Given text START

These fires caught us while we were unprepared and were of a proportion we have never seen before. What hurt us most was to see what was burned: the Cerro Chovoreca Natural Monument, the private reserves, and the areas with environmental services that we promote to certify the care of the forests. It also moved me very much to see animals running from the fire. Other slow animals, like tortoises, we found back dead. That made me very sadness.
© APAD Paraguay
More than eighty percent of the farmers in the whole area of APAD were affected by the fires. We do not want this to happen anymore. More than twenty years ago we stopped using fire for agriculture, since it is a bad practice in our eyes. We are convinced that preserving nature and producing meat can be done together. We protect fifty percent of the forests in their natural state and produce in the other half, so we believe that this synergy is the right path. Especially because we see the results: there is more humidity in the environment, there are many factors that contribute to a favourable microclimate.
We are convinced this approach is the right way to go. We don't want our farming and production methods to be forbidden, because we do it in the right way under national legislation. Our aim is to live together with nature, to protect the forest and the farmers who protect the forest. Producing efficiently, reducing our carbon footprint and industrialising our products while strengthening private biological corridors, connected to public protected areas, is the way forward. Our group of farmers promotes that those who do not comply with the legislation are denounced. As an association, we have been working with civil organisations such as Guyra Paraguay, WCS and WWF for several years, and even with the Ministry of the Environment.
© Karina Mansilla
Help nature recover
We care about Defensores del Chaco, the biggest national park in the country. Therefore, we participated in the elaboration of the Management Plan, reconstructed a house in the park and hired a park ranger. We want to do the same with Cerro Chovoreca Natural Monument, which was severely affected by the fires. In fact, we already started with a reforestation plan. For instance, we are working on a nursery of native species, with the idea to disperse seeds with clay pumps to make sure the forest can recover quickly. We will provide a place for park rangers and a well for water, for a research centre within the protected area. Our plan is to build more wells for the future in the frontier limit, to avoid fires getting into Paraguay again. We do not sit with our arms down: we want to assist nature with its recovery.”

Given text END
Data for review START

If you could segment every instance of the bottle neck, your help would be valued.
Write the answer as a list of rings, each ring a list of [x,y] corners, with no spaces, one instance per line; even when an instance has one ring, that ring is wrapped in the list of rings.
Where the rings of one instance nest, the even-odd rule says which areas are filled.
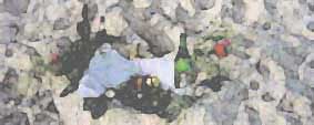
[[[185,33],[180,34],[180,48],[186,48],[186,34]]]

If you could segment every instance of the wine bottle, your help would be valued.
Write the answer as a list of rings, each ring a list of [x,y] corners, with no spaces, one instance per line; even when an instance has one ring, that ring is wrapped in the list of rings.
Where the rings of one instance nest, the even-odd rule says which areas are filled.
[[[186,34],[181,33],[180,34],[180,45],[179,51],[174,59],[175,66],[174,66],[174,86],[175,88],[180,88],[181,86],[181,76],[182,74],[185,74],[185,76],[189,74],[189,72],[192,71],[192,58],[189,54],[189,50],[186,46]],[[186,81],[185,81],[186,82]]]

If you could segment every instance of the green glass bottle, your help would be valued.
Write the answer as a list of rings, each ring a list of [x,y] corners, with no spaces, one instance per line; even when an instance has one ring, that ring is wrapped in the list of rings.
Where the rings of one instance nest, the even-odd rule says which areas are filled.
[[[174,66],[174,86],[175,88],[182,87],[180,85],[181,81],[181,75],[185,74],[191,74],[189,72],[192,72],[192,58],[189,54],[189,50],[186,46],[186,34],[181,33],[180,34],[180,45],[179,45],[179,51],[175,55],[174,59],[175,66]]]

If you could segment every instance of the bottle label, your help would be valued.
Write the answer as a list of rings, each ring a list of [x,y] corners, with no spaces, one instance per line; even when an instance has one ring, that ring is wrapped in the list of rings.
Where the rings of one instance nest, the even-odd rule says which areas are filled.
[[[175,71],[178,72],[186,72],[191,70],[190,60],[189,59],[179,59],[175,62]]]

Data for review END

_The task:_
Translate this sentence from the text about the Paraguay fires into Spanish: "We are convinced that preserving nature and producing meat can be done together."

_Task output:_
Estamos convencidos de que preservar la naturaleza y producir carne pueden hacerse juntos.